------ SUPPLIED TEXT ------

Foreword¶

In addition to convolutional neural networks (CNNs), recurrent neural networks (RNNs) are also widely used in deep learning, especially for natural language processing tasks. In this chapter, we will learn how to implement an RNN using PaddlePaddle and use this network to train a sentiment analysis model.

Training the Model¶

Create a text_classification.py Python file. First, import the Python libraries. We’ve used fluid and numpy in previous chapters, so we won’t repeat those imports here. The key new import is the imdb library, which provides an English movie review dataset with two classes: positive and negative sentiment.

import paddle
import paddle.dataset.imdb as imdb
import paddle.fluid as fluid
import numpy as np

RNNs have evolved into several advanced variants, such as Long Short-Term Memory (LSTM) networks. The following code implements a simple RNN:

def rnn_net(ipt, input_dim):
    # Embed the input IDs
    emb = fluid.layers.embedding(input=ipt, size=[input_dim, 128], is_sparse=True)
    sentence = fluid.layers.fc(input=emb, size=128, act='tanh')

    rnn = fluid.layers.DynamicRNN()
    with rnn.block():
        word = rnn.step_input(sentence)
        prev = rnn.memory(shape=[128])
        hidden = fluid.layers.fc(input=[word, prev], size=128, act='relu')
        rnn.update_memory(prev, hidden)
        rnn.output(hidden)

    last = fluid.layers.sequence_last_step(rnn())
    out = fluid.layers.fc(input=last, size=2, act='softmax')
    return out

The following code implements a simple LSTM network, which addresses the vanishing/exploding gradient problems of RNNs with long sequences:

# Define the LSTM network
def lstm_net(ipt, input_dim):
    # Embed the input IDs
    emb = fluid.layers.embedding(input=ipt, size=[input_dim, 128], is_sparse=True)

    # First fully connected layer
    fc1 = fluid.layers.fc(input=emb, size=128)
    # Apply dynamic LSTM operation
    lstm1, _ = fluid.layers.dynamic_lstm(input=fc1, size=128)

    # Max sequence pooling
    fc2 = fluid.layers.sequence_pool(input=fc1, pool_type='max')
    lstm2 = fluid.layers.sequence_pool(input=lstm1, pool_type='max')

    # Output layer with softmax
    out = fluid.layers.fc(input=[fc2, lstm2], size=2, act='softmax')
    return out

Define the input layer, noting that the data is sequential, so we set lod_level=1 to indicate sequence data:

# Define input data with lod_level=1 for sequence data
words = fluid.layers.data(name='words', shape=[1], dtype='int64', lod_level=1)
label = fluid.layers.data(name='label', shape=[1], dtype='int64')

Load the data dictionary, which maps words to integer IDs in the training set:

# Load the data dictionary
print("Loading data dictionary...")
word_dict = imdb.word_dict()
dict_dim = len(word_dict)

Select the network architecture (LSTM is recommended here):

# Choose the network: LSTM or RNN
model = lstm_net(words, dict_dim)
# model = rnn_net(words, dict_dim)  # Uncomment to use RNN

Define the loss function (cross-entropy for classification) and accuracy metric:

# Define loss and accuracy
cost = fluid.layers.cross_entropy(input=model, label=label)

------

■ **PROBLEMS**
[1] In the sentiment analysis tutorial, which library supplies the English movie review dataset with positive and negative classes?
[2] Copy the passage of the sentiment analysis tutorial between "# First fully" and "lstm2 = fluid.layers.sequence_pool(input=lstm1, pool_type='max')", inclusive, word for word.

------ DATA SECTION ------

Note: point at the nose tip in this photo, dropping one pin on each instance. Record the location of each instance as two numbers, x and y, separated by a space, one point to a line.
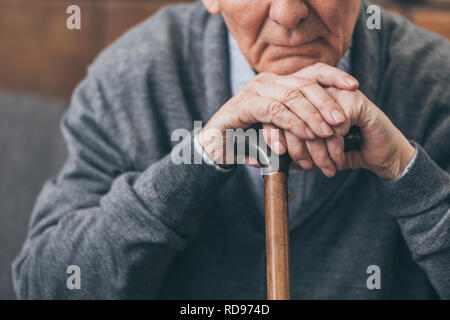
288 13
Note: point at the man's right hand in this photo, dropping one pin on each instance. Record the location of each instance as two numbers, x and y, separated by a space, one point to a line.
297 104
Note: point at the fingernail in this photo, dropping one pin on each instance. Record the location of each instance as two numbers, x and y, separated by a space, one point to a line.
328 172
305 164
351 82
310 133
338 116
326 129
276 147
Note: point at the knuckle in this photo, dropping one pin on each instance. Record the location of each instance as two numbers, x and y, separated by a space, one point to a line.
320 66
321 158
275 108
292 94
296 152
263 76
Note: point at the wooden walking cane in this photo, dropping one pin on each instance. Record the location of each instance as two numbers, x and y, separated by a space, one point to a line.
277 229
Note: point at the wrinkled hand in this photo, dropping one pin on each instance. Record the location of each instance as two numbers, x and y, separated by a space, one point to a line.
298 104
385 150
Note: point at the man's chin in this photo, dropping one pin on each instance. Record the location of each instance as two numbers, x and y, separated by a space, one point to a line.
289 65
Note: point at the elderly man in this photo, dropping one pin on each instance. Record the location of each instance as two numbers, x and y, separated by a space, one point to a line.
139 225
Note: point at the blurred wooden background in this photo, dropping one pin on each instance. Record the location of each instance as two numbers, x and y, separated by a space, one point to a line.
39 55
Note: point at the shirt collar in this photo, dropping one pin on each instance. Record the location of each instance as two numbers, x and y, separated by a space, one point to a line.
242 73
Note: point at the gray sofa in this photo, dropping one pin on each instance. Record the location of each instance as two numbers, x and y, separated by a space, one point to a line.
31 151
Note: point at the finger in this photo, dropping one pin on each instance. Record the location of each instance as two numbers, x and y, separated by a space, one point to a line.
294 99
265 110
319 153
329 76
318 97
274 138
335 146
252 162
298 152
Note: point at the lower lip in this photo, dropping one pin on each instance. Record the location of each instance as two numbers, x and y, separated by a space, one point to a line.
297 46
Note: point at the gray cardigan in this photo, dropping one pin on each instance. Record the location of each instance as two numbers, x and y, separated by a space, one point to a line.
140 226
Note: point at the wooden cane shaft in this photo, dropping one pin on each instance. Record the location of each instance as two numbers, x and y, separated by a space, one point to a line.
277 236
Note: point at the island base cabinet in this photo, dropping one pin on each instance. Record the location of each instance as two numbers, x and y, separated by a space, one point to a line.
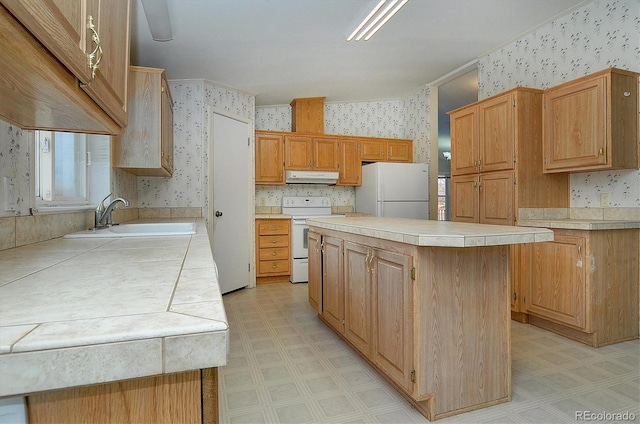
188 397
433 321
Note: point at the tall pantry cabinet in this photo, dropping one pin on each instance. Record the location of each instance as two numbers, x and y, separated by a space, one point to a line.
496 166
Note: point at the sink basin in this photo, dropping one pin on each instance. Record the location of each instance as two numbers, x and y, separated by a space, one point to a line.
139 230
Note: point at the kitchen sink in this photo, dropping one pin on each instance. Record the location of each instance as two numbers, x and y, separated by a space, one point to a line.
139 230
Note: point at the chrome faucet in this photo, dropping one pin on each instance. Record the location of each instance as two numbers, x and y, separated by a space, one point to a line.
103 214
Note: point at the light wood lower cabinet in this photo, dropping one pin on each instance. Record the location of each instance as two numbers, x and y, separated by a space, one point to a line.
427 319
190 398
273 250
584 285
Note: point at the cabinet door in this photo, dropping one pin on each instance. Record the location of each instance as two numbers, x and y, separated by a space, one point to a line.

------

■ **OUTPUTS BY TASK**
[1] The imdb library supplies it.

[2]
# First fully connected layer
    fc1 = fluid.layers.fc(input=emb, size=128)
    # Apply dynamic LSTM operation
    lstm1, _ = fluid.layers.dynamic_lstm(input=fc1, size=128)

    # Max sequence pooling
    fc2 = fluid.layers.sequence_pool(input=fc1, pool_type='max')
    lstm2 = fluid.layers.sequence_pool(input=lstm1, pool_type='max')